● Problem statement
Copy out every line of the data exactly; do not include the images.

● Source material
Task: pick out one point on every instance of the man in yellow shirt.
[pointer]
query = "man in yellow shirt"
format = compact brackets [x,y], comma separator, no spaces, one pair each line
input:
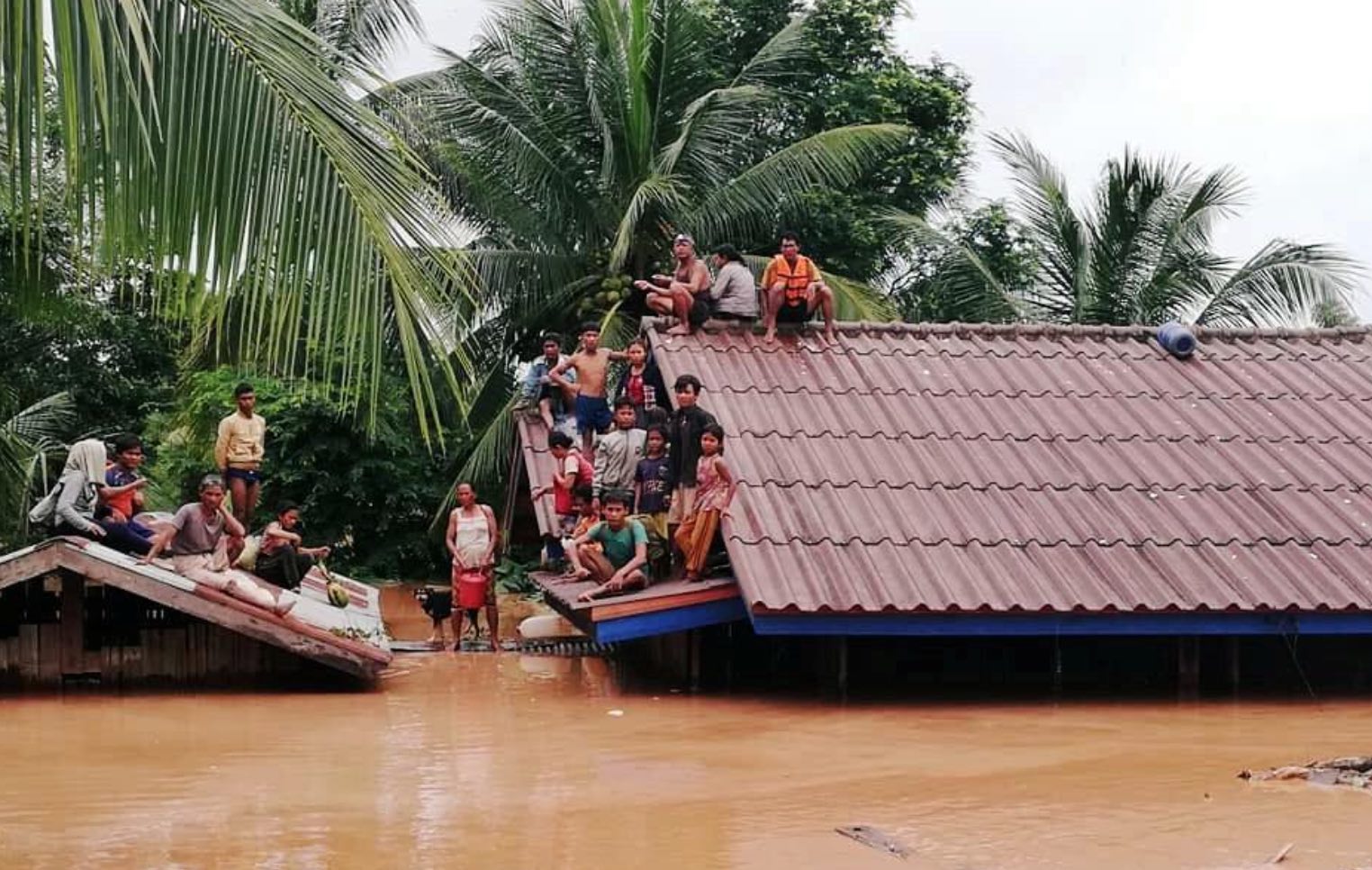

● Response area
Task: pick out one point on every instance of the man in yellow shirt.
[pointer]
query = "man in yellow shirt"
format = compact brackets [x,y], comma separator, no spaces, one pair each line
input:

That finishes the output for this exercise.